■ Sección del texto:
┄┄┄┄┄┄┄┄┄┄

Argentina no está al margen de esta realidad regional. De acuerdo a los últimos datos oficiales la población carcelaria asciende a 103.209 personas en prisiones y comisarías. La tasa de hacinamiento (22,1% promedio a nivel federal) se incrementa ostensiblemente en las provincias de Buenos Aires, Córdoba y Santa Fe. Varios expertos de la ONU han señalado la grave situación de las cárceles en el país, recomendando al Estado ajustar las condiciones de reclusión a las normas internacionales en la materia.
COVID-19 en las cárceles es un desafío urgente de derechos humanos, porque el Estado tiene particular responsabilidad para con las personas bajo su custodia, quienes dependen totalmente de que él les proteja. Pero también es un desafío urgente de salud pública: las cárceles se pueden volver focos de contagio no solo para las y los internos, sino también el personal penitenciario, sus familias y comunidades enteras.
Por ello, varias instancias de la ONU (entre ellas la Alta Comisionada para los DD.HH., Michelle Bachelet) han instado a los gobiernos del mundo a reducir el hacinamiento en las cárceles -que en sí es violatorio de los derechos humanos- para cumplir con su obligación de proteger el derecho a la vida y a la salud dentro y fuera de los recintos penitenciarios.
Este tipo de decisiones requiere de mucha voluntad política, pues pese a ir en directo beneficio de la población, no suelen ser bienvenidas por una ciudadanía que ha sido víctima de los discursos de "mano dura" durante décadas. Sin embargo, la experiencia comparada es clara: varios países ya han tomado medidas para descongestionar las cárceles en el marco de COVID-19 sin generar una salida masiva de "delincuentes peligrosos".

┄┄┄┄┄┄┄┄┄┄

■ Acción requerida 1:
Indique si cada afirmación concuerda con el texto sobre las cárceles y la COVID-19. Responda sí o no y cite literalmente las palabras del texto que lo determinan.
(a) La población carcelaria de Argentina supera las cien mil personas.
(b) La tasa promedio de hacinamiento a nivel federal es del 30 %.
(c) Los países que descongestionaron sus cárceles durante la COVID-19 provocaron una salida masiva de delincuentes peligrosos.
■ Acción requerida 2:
Responda, según el texto sobre las cárceles y la COVID-19:
(a) ¿En qué provincias se incrementa ostensiblemente la tasa de hacinamiento?
(b) ¿Quién ocupa el cargo de Alta Comisionada para los DD.HH. mencionado en el texto?
(c) Además de las y los internos, ¿a quiénes puede alcanzar el contagio originado en las cárceles?
■ Acción requerida 3:
Retome el texto sobre las cárceles y la COVID-19 a partir de su última oración y continúe su redacción.

Registros de una colección de datos
┄┄┄┄┄┄┄┄┄┄

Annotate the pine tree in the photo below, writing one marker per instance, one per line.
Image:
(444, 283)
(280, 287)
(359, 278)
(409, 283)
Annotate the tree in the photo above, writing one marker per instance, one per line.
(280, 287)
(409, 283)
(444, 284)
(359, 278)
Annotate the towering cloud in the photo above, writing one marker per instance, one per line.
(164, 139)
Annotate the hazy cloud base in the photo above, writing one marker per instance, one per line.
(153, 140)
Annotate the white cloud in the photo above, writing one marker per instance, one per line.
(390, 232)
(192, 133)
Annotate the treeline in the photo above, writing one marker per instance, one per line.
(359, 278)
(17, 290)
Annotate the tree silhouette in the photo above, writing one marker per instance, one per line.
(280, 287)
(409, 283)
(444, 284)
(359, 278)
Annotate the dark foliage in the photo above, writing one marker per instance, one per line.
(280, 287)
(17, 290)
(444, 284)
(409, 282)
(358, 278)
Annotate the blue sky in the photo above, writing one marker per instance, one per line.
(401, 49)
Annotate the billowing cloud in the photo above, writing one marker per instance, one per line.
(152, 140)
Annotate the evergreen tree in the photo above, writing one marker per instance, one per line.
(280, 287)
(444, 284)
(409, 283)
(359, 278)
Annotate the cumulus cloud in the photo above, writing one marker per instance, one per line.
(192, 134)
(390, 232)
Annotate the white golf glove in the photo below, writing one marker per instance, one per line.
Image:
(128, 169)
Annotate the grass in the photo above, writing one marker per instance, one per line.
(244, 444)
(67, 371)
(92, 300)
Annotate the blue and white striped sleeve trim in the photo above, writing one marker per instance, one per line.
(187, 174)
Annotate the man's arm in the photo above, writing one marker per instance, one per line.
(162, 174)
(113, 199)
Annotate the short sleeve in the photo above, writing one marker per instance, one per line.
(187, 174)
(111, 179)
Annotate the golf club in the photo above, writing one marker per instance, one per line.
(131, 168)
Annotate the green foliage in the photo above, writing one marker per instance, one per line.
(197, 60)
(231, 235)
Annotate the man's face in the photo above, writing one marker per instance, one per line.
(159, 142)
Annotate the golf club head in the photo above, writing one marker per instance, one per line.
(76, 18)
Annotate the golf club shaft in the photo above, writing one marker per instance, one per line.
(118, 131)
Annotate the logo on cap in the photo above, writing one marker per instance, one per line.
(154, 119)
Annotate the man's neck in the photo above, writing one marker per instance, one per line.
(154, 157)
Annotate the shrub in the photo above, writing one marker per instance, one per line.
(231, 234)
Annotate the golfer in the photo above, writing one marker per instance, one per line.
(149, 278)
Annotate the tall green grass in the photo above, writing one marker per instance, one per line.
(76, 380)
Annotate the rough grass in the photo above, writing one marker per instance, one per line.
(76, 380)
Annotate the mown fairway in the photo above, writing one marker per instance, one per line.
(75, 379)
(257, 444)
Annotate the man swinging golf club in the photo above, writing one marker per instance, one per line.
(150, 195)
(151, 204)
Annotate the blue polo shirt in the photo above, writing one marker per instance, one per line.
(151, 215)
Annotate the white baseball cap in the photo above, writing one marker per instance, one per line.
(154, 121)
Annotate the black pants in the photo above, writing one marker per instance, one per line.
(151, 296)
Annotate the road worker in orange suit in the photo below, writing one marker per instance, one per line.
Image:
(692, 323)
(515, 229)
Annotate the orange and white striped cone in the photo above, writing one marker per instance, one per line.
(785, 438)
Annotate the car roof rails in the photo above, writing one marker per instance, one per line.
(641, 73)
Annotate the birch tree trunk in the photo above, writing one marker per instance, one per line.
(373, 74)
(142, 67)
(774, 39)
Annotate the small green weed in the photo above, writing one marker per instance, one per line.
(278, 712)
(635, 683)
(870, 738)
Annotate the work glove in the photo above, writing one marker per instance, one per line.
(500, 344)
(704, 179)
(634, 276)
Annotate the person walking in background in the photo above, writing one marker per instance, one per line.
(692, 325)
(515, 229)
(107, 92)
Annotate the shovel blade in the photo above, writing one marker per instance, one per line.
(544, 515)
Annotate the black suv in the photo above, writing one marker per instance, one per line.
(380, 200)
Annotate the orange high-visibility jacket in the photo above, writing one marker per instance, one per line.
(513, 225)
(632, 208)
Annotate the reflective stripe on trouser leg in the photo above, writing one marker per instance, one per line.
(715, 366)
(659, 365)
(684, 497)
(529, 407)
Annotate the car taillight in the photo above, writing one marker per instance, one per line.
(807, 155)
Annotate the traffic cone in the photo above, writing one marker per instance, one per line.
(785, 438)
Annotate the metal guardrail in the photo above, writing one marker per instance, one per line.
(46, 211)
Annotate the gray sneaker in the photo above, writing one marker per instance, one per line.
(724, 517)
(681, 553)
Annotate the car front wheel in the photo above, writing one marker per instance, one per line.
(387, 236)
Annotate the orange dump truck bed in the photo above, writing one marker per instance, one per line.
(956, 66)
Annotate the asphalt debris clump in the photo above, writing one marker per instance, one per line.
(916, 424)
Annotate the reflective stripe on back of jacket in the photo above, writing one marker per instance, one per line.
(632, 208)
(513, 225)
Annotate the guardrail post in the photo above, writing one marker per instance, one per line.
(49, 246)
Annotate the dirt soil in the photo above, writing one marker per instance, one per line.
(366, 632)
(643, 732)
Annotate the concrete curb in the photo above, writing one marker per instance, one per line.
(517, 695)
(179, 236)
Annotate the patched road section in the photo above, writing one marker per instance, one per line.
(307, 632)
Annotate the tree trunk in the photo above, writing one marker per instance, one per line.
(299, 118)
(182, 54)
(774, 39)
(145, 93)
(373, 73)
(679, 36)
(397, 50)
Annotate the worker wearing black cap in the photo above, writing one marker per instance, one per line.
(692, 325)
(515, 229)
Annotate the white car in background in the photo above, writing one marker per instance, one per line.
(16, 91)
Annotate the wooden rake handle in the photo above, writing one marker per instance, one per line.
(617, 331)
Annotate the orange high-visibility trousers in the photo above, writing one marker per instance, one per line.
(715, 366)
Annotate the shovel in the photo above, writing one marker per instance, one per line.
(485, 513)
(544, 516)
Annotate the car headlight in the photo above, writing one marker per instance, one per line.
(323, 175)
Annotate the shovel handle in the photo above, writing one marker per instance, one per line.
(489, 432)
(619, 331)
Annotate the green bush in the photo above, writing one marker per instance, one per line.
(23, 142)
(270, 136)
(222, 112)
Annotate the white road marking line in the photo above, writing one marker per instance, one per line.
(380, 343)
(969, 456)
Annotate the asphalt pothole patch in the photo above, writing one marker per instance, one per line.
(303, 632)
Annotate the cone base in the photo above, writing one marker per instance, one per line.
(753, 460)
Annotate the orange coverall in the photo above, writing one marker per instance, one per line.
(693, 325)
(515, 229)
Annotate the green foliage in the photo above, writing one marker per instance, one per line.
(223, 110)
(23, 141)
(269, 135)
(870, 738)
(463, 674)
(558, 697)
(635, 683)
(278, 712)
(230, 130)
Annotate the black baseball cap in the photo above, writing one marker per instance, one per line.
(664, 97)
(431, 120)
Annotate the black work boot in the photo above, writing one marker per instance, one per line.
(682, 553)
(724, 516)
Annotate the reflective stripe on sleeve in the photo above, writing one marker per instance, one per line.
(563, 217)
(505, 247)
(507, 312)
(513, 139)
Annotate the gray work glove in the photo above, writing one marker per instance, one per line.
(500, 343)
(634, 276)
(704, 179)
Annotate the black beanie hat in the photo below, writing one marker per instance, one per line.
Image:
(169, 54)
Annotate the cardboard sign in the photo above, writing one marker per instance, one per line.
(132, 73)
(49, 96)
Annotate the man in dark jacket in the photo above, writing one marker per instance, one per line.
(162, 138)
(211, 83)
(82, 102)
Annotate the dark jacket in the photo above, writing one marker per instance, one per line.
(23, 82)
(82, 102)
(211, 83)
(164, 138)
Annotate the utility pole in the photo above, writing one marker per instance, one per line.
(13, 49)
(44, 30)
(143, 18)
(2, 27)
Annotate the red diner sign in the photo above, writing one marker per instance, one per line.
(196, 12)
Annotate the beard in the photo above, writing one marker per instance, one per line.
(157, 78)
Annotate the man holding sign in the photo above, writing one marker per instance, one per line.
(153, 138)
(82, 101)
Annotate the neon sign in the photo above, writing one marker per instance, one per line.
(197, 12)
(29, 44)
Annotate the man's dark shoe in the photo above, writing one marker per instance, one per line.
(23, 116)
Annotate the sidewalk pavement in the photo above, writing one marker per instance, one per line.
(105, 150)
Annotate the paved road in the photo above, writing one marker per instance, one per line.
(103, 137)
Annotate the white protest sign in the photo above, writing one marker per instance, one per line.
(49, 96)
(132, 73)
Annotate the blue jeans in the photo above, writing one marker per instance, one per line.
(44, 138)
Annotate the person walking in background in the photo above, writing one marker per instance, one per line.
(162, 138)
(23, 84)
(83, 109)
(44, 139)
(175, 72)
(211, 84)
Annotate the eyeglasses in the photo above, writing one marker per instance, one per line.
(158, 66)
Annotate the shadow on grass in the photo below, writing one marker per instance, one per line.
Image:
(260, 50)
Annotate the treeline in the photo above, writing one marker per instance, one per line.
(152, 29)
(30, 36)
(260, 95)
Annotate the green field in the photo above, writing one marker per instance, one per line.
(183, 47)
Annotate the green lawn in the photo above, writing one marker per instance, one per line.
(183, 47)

┄┄┄┄┄┄┄┄┄┄

■ Resultado obtenido 1:
(a) Sí: «la población carcelaria asciende a 103.209 personas en prisiones y comisarías».
(b) No: «(22,1% promedio a nivel federal)».
(c) No: «sin generar una salida masiva de "delincuentes peligrosos"».

■ Resultado obtenido 2:
(a) Buenos Aires, Córdoba y Santa Fe.
(b) Michelle Bachelet.
(c) Al personal penitenciario, a sus familias y a comunidades enteras.

■ Resultado obtenido 3:
Existen categorías de personas privadas de libertad que no deberían beneficiarse de este tipo de decisiones ni siquiera en un contexto de pandemia. En primer lugar, los perpetradores de graves violaciones a derechos humanos, dado que sería una afrenta a sus víctimas y los estándares internacionales. También deben excluir a las personas que hayan cometido homicidios y otros crímenes contra las personas, con particular énfasis en quienes estén acusados por violencia de género.
Del otro lado de la moneda, muchas categorías de personas privadas de libertad sí deberían beneficiarse de medidas como conmutación de penas o libertad condicional, como mujeres embarazadas, con niños o niñas en edad temprana; personas con discapacidad o con enfermedades crónicas; jóvenes que han infringido la ley por primera vez o personas con condenas leves por delitos menores; personas en prisión preventiva que enfrentan penas leves o que se acercan al fin de su condena, entre otras. Pues en palabras del presidente Alberto Fernández, "tener en las cárceles personas en situación de riesgo y que el Estado no reaccione es inhumano".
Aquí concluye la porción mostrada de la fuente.